Copy the lines below word for word, leaving out the pictures.

++++++++++

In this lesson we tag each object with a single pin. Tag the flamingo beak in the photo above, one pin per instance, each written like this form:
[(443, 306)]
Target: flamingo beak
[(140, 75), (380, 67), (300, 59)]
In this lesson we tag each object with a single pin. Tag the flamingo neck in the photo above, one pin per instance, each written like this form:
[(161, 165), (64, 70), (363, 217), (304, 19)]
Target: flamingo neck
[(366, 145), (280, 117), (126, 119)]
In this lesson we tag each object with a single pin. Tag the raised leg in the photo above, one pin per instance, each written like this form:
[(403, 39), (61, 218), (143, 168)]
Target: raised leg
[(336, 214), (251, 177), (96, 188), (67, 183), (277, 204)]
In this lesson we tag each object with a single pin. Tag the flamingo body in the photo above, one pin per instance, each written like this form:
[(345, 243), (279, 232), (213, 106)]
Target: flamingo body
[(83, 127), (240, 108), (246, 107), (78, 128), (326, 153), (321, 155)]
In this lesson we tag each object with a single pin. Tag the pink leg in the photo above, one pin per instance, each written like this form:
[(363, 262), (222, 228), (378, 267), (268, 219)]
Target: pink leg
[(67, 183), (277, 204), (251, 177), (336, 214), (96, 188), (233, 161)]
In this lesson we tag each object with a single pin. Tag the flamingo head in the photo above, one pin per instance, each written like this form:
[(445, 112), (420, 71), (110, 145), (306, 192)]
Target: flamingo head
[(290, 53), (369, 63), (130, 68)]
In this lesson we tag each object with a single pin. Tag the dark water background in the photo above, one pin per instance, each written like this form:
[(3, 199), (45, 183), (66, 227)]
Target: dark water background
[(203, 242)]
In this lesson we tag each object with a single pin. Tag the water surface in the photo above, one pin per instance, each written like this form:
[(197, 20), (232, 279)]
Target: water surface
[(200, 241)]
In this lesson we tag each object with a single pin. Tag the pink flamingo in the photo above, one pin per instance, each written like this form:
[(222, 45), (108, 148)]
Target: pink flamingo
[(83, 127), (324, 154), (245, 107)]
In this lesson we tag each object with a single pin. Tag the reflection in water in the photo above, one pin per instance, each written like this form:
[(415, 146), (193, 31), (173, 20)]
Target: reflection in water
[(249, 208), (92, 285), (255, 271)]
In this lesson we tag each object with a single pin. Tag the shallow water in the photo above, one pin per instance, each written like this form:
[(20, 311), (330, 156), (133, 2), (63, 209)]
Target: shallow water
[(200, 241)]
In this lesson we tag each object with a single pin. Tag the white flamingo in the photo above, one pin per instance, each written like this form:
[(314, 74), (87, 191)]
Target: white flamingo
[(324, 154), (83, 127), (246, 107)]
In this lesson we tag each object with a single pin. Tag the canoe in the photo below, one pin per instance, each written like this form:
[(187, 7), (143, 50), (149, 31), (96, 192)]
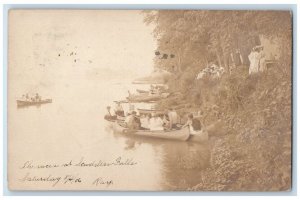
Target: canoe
[(182, 134), (142, 91), (30, 103), (147, 97), (150, 111), (200, 136)]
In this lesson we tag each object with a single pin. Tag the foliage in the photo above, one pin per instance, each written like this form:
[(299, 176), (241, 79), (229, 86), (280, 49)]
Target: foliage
[(252, 148)]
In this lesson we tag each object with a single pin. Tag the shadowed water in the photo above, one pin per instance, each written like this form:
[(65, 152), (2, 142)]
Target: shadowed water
[(73, 128)]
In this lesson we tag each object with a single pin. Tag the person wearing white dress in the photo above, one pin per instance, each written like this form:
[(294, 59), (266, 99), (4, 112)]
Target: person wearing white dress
[(254, 61)]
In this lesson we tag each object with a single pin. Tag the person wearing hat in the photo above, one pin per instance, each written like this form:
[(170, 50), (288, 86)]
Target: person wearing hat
[(133, 122), (119, 109), (173, 118), (262, 59), (254, 61)]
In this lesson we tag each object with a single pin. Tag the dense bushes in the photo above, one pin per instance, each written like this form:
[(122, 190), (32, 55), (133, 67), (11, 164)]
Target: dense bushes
[(255, 151)]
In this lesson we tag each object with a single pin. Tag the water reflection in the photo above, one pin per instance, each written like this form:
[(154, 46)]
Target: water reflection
[(73, 127)]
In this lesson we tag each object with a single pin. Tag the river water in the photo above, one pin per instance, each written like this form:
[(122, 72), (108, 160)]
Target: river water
[(73, 128)]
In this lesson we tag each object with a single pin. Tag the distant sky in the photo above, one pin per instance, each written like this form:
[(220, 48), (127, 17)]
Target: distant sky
[(49, 44)]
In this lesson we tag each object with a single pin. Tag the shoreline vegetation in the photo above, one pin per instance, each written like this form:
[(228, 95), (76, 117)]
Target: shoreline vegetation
[(251, 137)]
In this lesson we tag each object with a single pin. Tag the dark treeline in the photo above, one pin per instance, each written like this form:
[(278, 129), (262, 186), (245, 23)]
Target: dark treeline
[(251, 143)]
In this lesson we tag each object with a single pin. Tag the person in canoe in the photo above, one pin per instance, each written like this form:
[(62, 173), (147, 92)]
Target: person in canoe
[(133, 122), (196, 127), (119, 109), (173, 117), (156, 123), (145, 121), (166, 122), (38, 97), (109, 116)]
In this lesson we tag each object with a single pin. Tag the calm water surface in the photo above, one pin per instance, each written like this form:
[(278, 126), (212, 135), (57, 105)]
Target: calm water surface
[(75, 129)]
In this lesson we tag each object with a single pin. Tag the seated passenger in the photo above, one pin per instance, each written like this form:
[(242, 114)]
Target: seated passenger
[(156, 123), (145, 121)]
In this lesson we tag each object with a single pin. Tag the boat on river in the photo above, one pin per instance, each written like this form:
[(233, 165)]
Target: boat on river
[(31, 103), (150, 111), (181, 135), (142, 91), (146, 97)]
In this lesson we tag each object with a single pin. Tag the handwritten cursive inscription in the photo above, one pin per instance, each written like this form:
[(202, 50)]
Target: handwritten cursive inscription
[(101, 181)]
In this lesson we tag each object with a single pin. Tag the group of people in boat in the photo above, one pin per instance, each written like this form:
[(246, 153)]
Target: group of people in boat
[(35, 98), (167, 121)]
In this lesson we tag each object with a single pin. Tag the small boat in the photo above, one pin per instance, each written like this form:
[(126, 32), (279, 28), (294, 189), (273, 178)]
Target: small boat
[(149, 111), (142, 91), (200, 136), (182, 134), (31, 103), (146, 97)]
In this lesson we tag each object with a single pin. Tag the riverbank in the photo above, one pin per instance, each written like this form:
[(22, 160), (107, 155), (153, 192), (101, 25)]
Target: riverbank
[(251, 118)]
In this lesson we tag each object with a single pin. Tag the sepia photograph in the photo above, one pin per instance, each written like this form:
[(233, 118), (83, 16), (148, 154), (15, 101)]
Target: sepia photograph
[(149, 100)]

++++++++++

#### Result for this exercise
In this lesson we tag each object with a single pin. Tag the flamingo beak in the photo above, one pin per instance, each written like this form:
[(443, 306)]
Target: flamingo beak
[(140, 75), (380, 67), (300, 59)]
In this lesson we tag each object with a single pin. Tag the flamingo neck in the photo above, one pin per instance, each written like this form:
[(161, 165), (64, 70), (363, 217), (304, 19)]
Target: flamingo neck
[(366, 145), (280, 117), (126, 119)]
In this lesson we tag each object with a single pin. Tag the raised leg in the photo above, one pin per instance, each written like this form:
[(403, 39), (61, 218), (143, 168)]
Target: raised leg
[(336, 214), (251, 177), (96, 188), (67, 183), (277, 204)]
In this lesson we tag each object with a single pin. Tag the flamingo body in the photo above, one pin per instance, each written like this form:
[(345, 243), (279, 232), (213, 106)]
Target: flamingo body
[(83, 127), (240, 108), (246, 107), (78, 128), (326, 153), (321, 155)]
In this lesson we tag each object with a single pin. Tag the pink leg in the photo above, one pin per instance, each written like this form:
[(363, 262), (222, 228), (378, 267), (268, 219)]
Target: pink leg
[(67, 183), (277, 204), (251, 177), (336, 214), (96, 188), (233, 161)]
In this lesson we tag each object with a single pin. Tag the flamingo head in the photo above, one pin per instance, each written like this form:
[(445, 112), (420, 71), (110, 145), (306, 192)]
Target: flamingo head
[(290, 53), (369, 63), (130, 68)]
In this lesson we tag each object with a single pin. Tag the dark water background in the photo above, one pin per instance, each written like this form:
[(3, 199), (45, 183), (66, 227)]
Target: dark water background
[(203, 242)]
In this lesson we tag each object with a single pin. Tag the water surface in the photo above, one pin per instance, each written like this form:
[(197, 20), (232, 279)]
Target: water surface
[(200, 241)]
In this lesson we tag each object with a single pin. Tag the pink flamingo in the photo above, one pin per instance, each written like this form:
[(222, 45), (108, 148)]
Target: pink flamingo
[(83, 127), (324, 154), (245, 107)]
In this lesson we tag each object with a single pin. Tag the reflection in water in the photo above, one pin per instance, each written like this form:
[(415, 146), (193, 31), (173, 20)]
Target: reflection in water
[(249, 208), (92, 285), (255, 271)]
In this lesson we tag each object with a single pin. Tag the shallow water in the photo above, one pin per instance, each written like this form:
[(20, 311), (330, 156), (133, 2), (63, 209)]
Target: shallow water
[(200, 241)]
In this lesson we tag each object with a single pin. Tag the white flamingo in the photo above, one pin per instance, each written like this form:
[(314, 74), (87, 191)]
Target: white flamingo
[(324, 154), (83, 127), (246, 107)]
In this lesson we tag each object with a single pin. Tag the canoe in the photo below, one pin per instance, each written like this form:
[(187, 7), (143, 50), (149, 31), (96, 192)]
Target: canoe
[(182, 134), (142, 91), (30, 103), (147, 97), (150, 111), (200, 136)]
In this lesson we tag each object with a single pin. Tag the foliage in the photo above, one pin per instance, each written like this form:
[(299, 176), (241, 79), (229, 86), (280, 49)]
Target: foliage
[(252, 148)]
In this lesson we tag each object with a single pin. Tag the shadowed water in the photo above, one pin per instance, each written like this form:
[(65, 152), (2, 142)]
Target: shadowed water
[(73, 128)]
In this lesson we tag each object with a single pin. Tag the person wearing white dress in the photo above, one pin per instance, each written like this form:
[(294, 59), (266, 99), (4, 112)]
Target: person wearing white dress
[(254, 61)]
In this lesson we tag each object with a single pin. Tag the person wearing hat in the photo above, one pin per instance, each written like this form:
[(170, 50), (288, 86)]
Target: person wearing hat
[(133, 122), (119, 109), (173, 118), (262, 59), (254, 61)]
In this lesson we tag each object with a single pin. Tag the dense bushes in the photo above, one pin per instance, each written like this form:
[(122, 190), (32, 55), (133, 67), (11, 164)]
Target: dense bushes
[(255, 151)]
In this lesson we tag each object with a single pin. Tag the water reflection in the photo above, one pin per instance, each written like this form:
[(154, 46)]
Target: water reflection
[(73, 127)]
In this lesson we tag each object with a single pin. Tag the river water in the photo above, one pin per instance, each written like this form:
[(122, 72), (108, 160)]
Target: river water
[(73, 128)]
In this lesson we tag each object with a single pin. Tag the distant sky in the photo above, one pin per instance, each written like this form:
[(220, 48), (127, 17)]
Target: distant sky
[(49, 44)]
In this lesson we tag each object with a single pin. Tag the shoreline vegetation in the photo above, one pin per instance, each written like this form:
[(228, 95), (76, 117)]
Target: shoreline vegetation
[(251, 137)]
In this lesson we tag each object with a single pin. Tag the dark treeline in the photo above, one pin per instance, each written like this form:
[(278, 129), (262, 186), (245, 23)]
Target: dark treeline
[(251, 143)]
In this lesson we tag each object with a single pin. Tag the person in canoe in the photo above, one pin per instance, each written like this form:
[(62, 173), (147, 92)]
Target: person in canoe
[(133, 122), (196, 127), (119, 109), (173, 117), (156, 123), (145, 121), (166, 122), (38, 97), (109, 116)]
In this lesson we tag each object with a single pin. Tag the calm water surface in the photo above, one pin per instance, each written like this form:
[(278, 126), (212, 135), (57, 105)]
Target: calm water surface
[(75, 129)]
In this lesson we tag each object with a single pin. Tag the seated passenger in the photo above, one pin per instance, each written like this form:
[(242, 114)]
Target: seated passenger
[(156, 123), (145, 121)]
In this lesson we tag each object with a single pin. Tag the boat on river in the photo above, one pin per instance, each written like this form:
[(233, 165)]
Target: boat on river
[(31, 103), (150, 111), (181, 135), (142, 91), (146, 97)]
In this lesson we tag each object with a single pin. Tag the handwritten cursive inscription in the photo above, one pin per instance, each written like this form:
[(202, 50)]
Target: handwritten cursive inscription
[(101, 181)]
In this lesson we tag each object with a single pin. Tag the group of people in boat in the photo above, one pin per instance, each written like this form:
[(246, 153)]
Target: group of people in boat
[(35, 98), (167, 121)]
In this lesson we tag each object with a single pin. Tag the small boat in the photo above, one pin per instance, each written like this form:
[(126, 32), (279, 28), (294, 189), (273, 178)]
Target: small boat
[(149, 111), (142, 91), (200, 136), (182, 134), (31, 103), (146, 97)]
In this lesson we tag each object with a single pin. Tag the riverbank in the photo above, one pin per instance, each written like this form:
[(22, 160), (107, 155), (153, 192), (101, 25)]
Target: riverbank
[(251, 118)]
In this lesson we tag each object with a single pin. Tag the sepia photograph in the photo above, one pin per instance, each written like this form:
[(233, 118), (83, 16), (148, 154), (15, 101)]
Target: sepia photograph
[(149, 100)]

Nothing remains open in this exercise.